**Aim**.
Render the material below as a Markdown table with columns "No." and "Line", leaving out blank lines. Include only the lines from the one containing "point: drainpipe -- drop" up to and including the one containing "column 64, row 284".

**Materials provided**.

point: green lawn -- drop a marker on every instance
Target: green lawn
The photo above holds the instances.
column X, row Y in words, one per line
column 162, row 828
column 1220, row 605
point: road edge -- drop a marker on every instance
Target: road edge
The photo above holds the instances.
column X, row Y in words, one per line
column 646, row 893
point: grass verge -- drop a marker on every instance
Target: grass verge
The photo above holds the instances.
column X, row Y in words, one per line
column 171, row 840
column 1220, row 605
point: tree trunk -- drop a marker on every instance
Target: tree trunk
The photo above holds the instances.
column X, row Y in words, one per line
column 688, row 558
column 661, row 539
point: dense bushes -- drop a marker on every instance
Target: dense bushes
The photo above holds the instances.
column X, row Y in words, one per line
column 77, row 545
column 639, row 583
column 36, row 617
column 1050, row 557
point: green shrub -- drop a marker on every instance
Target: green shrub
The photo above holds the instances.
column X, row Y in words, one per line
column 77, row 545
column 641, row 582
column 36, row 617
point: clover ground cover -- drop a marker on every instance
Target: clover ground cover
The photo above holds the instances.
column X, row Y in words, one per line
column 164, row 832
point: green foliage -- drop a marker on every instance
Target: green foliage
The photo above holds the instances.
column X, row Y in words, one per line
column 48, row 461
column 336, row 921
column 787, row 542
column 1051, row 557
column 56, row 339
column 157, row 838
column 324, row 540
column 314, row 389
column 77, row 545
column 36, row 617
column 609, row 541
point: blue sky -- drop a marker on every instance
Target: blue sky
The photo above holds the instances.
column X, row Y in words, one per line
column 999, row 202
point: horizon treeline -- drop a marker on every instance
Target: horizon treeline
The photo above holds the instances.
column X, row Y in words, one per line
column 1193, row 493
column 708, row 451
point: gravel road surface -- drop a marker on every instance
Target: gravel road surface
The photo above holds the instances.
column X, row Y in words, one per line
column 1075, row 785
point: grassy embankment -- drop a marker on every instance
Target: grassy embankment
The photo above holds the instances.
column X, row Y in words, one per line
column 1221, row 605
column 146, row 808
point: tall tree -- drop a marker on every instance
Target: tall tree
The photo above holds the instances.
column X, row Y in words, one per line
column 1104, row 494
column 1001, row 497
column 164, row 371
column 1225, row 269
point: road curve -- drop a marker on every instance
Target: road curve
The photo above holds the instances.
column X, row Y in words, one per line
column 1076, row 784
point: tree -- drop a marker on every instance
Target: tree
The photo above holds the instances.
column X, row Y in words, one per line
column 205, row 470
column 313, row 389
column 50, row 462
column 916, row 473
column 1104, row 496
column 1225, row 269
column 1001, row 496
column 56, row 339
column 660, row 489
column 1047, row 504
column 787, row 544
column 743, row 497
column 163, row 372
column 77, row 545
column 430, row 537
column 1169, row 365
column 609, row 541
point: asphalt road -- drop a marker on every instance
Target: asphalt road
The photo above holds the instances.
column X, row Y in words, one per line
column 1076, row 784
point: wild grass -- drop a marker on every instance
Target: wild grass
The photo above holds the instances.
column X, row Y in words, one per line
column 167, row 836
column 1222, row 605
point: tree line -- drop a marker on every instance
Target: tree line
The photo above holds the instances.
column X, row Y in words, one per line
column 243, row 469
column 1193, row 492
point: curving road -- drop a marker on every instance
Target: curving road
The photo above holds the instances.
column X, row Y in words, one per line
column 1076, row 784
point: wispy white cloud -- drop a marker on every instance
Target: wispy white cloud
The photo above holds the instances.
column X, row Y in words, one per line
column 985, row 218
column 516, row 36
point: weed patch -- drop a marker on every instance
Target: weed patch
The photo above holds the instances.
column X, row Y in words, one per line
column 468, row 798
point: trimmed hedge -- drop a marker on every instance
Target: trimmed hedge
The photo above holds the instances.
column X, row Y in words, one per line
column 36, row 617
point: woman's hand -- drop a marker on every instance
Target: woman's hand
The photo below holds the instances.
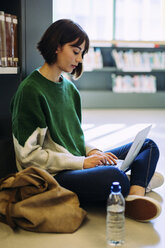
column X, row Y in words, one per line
column 96, row 157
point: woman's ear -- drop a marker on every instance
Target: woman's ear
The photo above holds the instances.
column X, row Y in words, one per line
column 59, row 48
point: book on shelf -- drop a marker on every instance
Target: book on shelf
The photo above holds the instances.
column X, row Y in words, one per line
column 139, row 61
column 8, row 40
column 3, row 57
column 136, row 83
column 93, row 59
column 9, row 34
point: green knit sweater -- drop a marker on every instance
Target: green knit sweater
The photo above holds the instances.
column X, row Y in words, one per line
column 46, row 122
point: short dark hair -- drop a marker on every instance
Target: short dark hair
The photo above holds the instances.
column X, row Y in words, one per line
column 59, row 33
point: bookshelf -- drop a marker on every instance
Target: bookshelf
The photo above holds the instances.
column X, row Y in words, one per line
column 32, row 22
column 10, row 77
column 99, row 83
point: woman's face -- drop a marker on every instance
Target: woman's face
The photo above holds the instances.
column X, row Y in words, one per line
column 69, row 56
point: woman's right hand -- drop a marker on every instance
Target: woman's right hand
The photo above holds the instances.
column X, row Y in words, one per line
column 92, row 161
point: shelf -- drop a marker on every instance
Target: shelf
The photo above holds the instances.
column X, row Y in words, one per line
column 136, row 70
column 108, row 99
column 9, row 70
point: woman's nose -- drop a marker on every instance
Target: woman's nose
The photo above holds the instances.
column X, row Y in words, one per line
column 79, row 58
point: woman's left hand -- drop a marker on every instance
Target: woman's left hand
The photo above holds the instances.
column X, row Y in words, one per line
column 107, row 157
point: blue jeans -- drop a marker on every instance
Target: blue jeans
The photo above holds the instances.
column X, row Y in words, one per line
column 93, row 185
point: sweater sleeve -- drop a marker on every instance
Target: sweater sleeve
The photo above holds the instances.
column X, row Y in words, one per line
column 32, row 141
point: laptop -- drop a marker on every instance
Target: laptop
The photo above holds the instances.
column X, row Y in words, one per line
column 134, row 150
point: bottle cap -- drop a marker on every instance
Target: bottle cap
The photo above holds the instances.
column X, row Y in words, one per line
column 116, row 187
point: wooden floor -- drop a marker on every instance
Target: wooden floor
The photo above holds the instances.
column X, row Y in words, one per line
column 106, row 129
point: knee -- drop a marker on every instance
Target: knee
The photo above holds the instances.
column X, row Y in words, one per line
column 154, row 147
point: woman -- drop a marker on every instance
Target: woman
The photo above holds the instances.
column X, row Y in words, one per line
column 47, row 133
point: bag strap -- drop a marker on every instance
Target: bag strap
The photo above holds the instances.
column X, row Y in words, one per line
column 9, row 219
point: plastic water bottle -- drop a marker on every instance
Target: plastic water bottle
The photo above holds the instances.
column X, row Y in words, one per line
column 115, row 220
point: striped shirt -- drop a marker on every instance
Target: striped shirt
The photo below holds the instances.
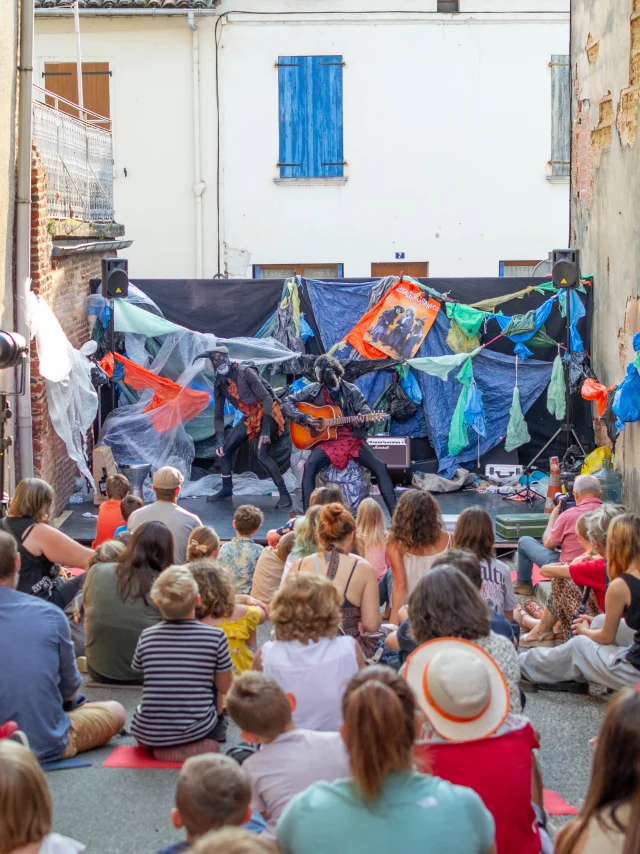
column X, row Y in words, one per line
column 179, row 660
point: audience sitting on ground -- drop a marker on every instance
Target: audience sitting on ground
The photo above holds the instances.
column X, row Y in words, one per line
column 128, row 505
column 385, row 804
column 416, row 538
column 468, row 564
column 110, row 512
column 180, row 658
column 234, row 841
column 446, row 604
column 474, row 533
column 371, row 529
column 569, row 579
column 43, row 549
column 604, row 649
column 166, row 485
column 559, row 541
column 609, row 821
column 204, row 542
column 270, row 567
column 241, row 554
column 40, row 681
column 26, row 811
column 308, row 658
column 469, row 738
column 212, row 792
column 353, row 577
column 289, row 759
column 118, row 605
column 218, row 607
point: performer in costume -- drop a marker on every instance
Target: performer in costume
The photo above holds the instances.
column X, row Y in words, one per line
column 262, row 419
column 350, row 443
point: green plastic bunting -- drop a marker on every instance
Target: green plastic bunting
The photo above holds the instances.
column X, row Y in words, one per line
column 517, row 432
column 557, row 391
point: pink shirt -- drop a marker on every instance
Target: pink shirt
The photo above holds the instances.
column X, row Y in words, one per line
column 563, row 533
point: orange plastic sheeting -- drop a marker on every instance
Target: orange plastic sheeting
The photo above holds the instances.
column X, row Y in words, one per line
column 171, row 404
column 593, row 390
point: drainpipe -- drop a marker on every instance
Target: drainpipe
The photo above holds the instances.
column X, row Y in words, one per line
column 198, row 183
column 23, row 226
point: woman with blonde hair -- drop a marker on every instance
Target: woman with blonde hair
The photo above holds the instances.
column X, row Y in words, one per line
column 43, row 548
column 26, row 813
column 309, row 658
column 203, row 542
column 353, row 577
column 385, row 804
column 373, row 535
column 602, row 650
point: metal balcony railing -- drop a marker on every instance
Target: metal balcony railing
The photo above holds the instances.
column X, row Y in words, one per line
column 77, row 154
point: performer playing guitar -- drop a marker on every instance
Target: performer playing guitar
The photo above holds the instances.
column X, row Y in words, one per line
column 243, row 387
column 350, row 444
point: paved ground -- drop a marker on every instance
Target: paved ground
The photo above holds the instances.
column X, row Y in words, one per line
column 120, row 811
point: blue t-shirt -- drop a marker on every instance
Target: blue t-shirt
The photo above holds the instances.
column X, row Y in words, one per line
column 415, row 814
column 38, row 670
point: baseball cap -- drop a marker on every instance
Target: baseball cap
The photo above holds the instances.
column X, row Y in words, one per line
column 459, row 687
column 168, row 477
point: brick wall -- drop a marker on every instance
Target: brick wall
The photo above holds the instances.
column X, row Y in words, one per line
column 64, row 284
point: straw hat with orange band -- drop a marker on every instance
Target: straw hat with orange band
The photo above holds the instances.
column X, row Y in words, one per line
column 459, row 687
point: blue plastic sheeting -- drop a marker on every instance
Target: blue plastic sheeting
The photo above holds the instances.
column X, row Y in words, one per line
column 339, row 306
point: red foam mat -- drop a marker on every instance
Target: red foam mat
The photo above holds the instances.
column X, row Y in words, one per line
column 135, row 757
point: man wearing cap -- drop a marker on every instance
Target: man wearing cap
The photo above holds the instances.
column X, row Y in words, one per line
column 243, row 387
column 166, row 485
column 470, row 739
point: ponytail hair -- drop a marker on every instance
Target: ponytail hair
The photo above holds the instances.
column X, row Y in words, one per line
column 379, row 727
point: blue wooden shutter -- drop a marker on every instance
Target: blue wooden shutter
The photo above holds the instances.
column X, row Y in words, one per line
column 310, row 103
column 560, row 115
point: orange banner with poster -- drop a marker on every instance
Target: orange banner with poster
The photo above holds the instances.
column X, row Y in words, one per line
column 397, row 325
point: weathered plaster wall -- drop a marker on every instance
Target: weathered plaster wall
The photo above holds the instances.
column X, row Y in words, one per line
column 606, row 190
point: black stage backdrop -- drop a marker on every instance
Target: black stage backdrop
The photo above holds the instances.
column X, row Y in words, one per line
column 231, row 308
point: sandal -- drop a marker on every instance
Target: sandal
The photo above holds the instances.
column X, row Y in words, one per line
column 534, row 609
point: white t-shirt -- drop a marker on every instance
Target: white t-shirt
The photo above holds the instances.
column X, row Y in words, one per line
column 178, row 520
column 497, row 587
column 289, row 765
column 317, row 674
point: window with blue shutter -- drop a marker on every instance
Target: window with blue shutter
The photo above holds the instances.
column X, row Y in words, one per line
column 560, row 116
column 310, row 106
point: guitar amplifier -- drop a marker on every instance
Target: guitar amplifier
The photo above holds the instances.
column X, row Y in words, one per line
column 395, row 452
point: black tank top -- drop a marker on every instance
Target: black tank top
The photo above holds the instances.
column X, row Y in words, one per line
column 38, row 575
column 632, row 617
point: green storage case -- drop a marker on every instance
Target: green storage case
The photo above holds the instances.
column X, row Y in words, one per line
column 521, row 525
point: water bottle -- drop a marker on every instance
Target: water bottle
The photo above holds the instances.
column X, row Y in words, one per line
column 611, row 482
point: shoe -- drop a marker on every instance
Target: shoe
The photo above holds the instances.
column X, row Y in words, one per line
column 565, row 687
column 523, row 588
column 219, row 732
column 285, row 501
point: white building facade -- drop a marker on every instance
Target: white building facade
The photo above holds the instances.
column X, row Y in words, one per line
column 315, row 136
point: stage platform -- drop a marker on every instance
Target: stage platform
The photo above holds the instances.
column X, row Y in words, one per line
column 220, row 516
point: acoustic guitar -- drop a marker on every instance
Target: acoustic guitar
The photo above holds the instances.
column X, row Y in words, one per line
column 331, row 418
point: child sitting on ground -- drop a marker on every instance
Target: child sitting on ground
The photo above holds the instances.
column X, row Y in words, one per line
column 203, row 542
column 25, row 805
column 308, row 658
column 218, row 607
column 180, row 659
column 290, row 759
column 373, row 535
column 241, row 554
column 109, row 514
column 212, row 792
column 127, row 506
column 269, row 568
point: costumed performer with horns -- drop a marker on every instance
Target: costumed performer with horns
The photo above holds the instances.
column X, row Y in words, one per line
column 262, row 419
column 350, row 443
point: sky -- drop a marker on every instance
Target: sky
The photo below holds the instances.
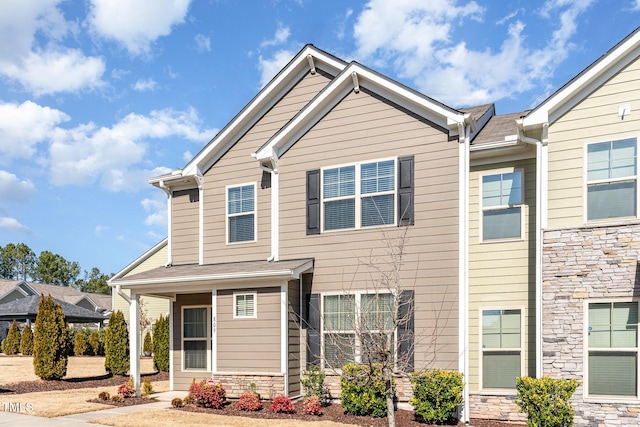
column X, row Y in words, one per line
column 98, row 96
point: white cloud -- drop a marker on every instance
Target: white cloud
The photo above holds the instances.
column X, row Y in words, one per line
column 136, row 23
column 22, row 126
column 88, row 153
column 13, row 224
column 416, row 39
column 13, row 189
column 41, row 65
column 203, row 43
column 270, row 67
column 145, row 85
column 156, row 208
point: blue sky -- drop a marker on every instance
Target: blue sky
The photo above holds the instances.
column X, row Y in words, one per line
column 98, row 96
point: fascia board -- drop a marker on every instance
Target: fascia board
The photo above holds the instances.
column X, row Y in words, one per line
column 593, row 77
column 258, row 107
column 340, row 87
column 139, row 260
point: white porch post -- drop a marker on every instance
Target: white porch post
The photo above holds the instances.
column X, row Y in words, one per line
column 134, row 340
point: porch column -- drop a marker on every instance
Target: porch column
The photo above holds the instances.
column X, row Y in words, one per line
column 134, row 340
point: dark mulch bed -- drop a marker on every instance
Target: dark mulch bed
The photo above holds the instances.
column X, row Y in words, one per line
column 74, row 383
column 404, row 418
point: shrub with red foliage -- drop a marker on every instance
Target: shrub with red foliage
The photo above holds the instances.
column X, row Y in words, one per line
column 126, row 390
column 249, row 402
column 208, row 394
column 282, row 404
column 312, row 405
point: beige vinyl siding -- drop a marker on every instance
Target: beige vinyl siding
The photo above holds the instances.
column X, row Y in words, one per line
column 184, row 227
column 294, row 338
column 155, row 307
column 183, row 379
column 362, row 127
column 595, row 119
column 501, row 273
column 249, row 345
column 238, row 167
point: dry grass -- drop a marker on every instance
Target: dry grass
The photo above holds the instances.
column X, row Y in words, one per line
column 20, row 368
column 169, row 417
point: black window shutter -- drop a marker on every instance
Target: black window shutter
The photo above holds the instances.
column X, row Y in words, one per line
column 313, row 331
column 406, row 309
column 405, row 190
column 313, row 202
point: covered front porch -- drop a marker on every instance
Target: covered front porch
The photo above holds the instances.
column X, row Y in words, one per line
column 238, row 323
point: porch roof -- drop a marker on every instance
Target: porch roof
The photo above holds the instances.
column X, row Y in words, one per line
column 217, row 273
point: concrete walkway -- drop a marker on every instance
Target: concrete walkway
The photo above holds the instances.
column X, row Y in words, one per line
column 74, row 420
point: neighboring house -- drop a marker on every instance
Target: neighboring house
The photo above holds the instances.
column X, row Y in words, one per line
column 522, row 236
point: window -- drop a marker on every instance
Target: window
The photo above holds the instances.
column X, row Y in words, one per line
column 196, row 337
column 244, row 306
column 344, row 315
column 360, row 195
column 241, row 213
column 501, row 348
column 613, row 349
column 611, row 179
column 502, row 206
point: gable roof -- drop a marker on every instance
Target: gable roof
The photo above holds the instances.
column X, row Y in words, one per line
column 591, row 78
column 356, row 77
column 309, row 60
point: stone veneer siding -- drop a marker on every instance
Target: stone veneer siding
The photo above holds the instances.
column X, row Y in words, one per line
column 581, row 264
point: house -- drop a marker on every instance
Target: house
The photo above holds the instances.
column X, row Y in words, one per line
column 520, row 236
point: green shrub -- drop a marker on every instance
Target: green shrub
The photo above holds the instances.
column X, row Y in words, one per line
column 546, row 400
column 362, row 390
column 147, row 346
column 116, row 359
column 79, row 345
column 94, row 343
column 50, row 341
column 26, row 342
column 11, row 344
column 437, row 394
column 161, row 344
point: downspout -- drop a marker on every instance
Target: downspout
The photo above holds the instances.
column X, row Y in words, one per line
column 541, row 220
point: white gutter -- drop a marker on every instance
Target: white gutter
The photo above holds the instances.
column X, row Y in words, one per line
column 542, row 158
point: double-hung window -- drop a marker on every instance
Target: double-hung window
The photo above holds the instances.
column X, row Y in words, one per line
column 612, row 179
column 359, row 195
column 354, row 325
column 241, row 213
column 502, row 208
column 613, row 349
column 501, row 348
column 196, row 337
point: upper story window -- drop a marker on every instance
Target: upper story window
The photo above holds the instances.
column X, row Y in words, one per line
column 359, row 195
column 613, row 349
column 241, row 213
column 502, row 206
column 612, row 179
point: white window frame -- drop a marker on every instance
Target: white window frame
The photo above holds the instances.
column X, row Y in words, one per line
column 357, row 314
column 587, row 182
column 358, row 196
column 521, row 205
column 208, row 339
column 255, row 304
column 586, row 351
column 498, row 350
column 254, row 212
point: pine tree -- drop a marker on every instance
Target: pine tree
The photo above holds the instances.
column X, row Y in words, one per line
column 50, row 341
column 161, row 344
column 116, row 359
column 11, row 344
column 26, row 342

**Task output**.
| No. | Line |
|---|---|
| 1 | point: drainpipe -- drop a marker on every instance |
| 2 | Target: drainpipe |
| 3 | The photo above holds the instances. |
| 4 | column X, row Y in words, one per line |
| 5 | column 198, row 183 |
| 6 | column 23, row 226 |
| 7 | point: woman with blonde hair -- drop a marker on every instance |
| 8 | Target: woman with blonde hair |
| 9 | The photo above holds the instances. |
| 10 | column X, row Y in words, one per line |
| 11 | column 43, row 548 |
| 12 | column 26, row 813 |
| 13 | column 309, row 658 |
| 14 | column 203, row 542 |
| 15 | column 353, row 577 |
| 16 | column 385, row 804 |
| 17 | column 373, row 535 |
| 18 | column 602, row 650 |
| 19 | point: metal balcony railing -- drop a marker on every instance |
| 20 | Target: metal balcony railing |
| 21 | The photo above holds the instances. |
| 22 | column X, row Y in words, one per line |
| 23 | column 77, row 154 |
| 24 | point: performer playing guitar -- drop a marker on every instance |
| 25 | Target: performer playing guitar |
| 26 | The photo above holds the instances. |
| 27 | column X, row Y in words, one per line |
| 28 | column 243, row 387 |
| 29 | column 350, row 444 |
| 30 | point: paved ground -- drop a marker on every instance |
| 31 | Target: paved ground |
| 32 | The photo above holds the instances. |
| 33 | column X, row Y in words, one per line |
| 34 | column 120, row 811 |
| 35 | point: blue t-shirt -- drop a marker on every instance |
| 36 | Target: blue t-shirt |
| 37 | The photo above holds the instances. |
| 38 | column X, row Y in words, one per line |
| 39 | column 415, row 814 |
| 40 | column 38, row 670 |
| 41 | point: baseball cap -- drop a marker on every instance |
| 42 | Target: baseball cap |
| 43 | The photo above holds the instances. |
| 44 | column X, row Y in words, one per line |
| 45 | column 459, row 687 |
| 46 | column 168, row 477 |
| 47 | point: brick wall -- drop a marker on every instance |
| 48 | Target: brick wall |
| 49 | The photo above holds the instances. |
| 50 | column X, row Y in words, one per line |
| 51 | column 64, row 284 |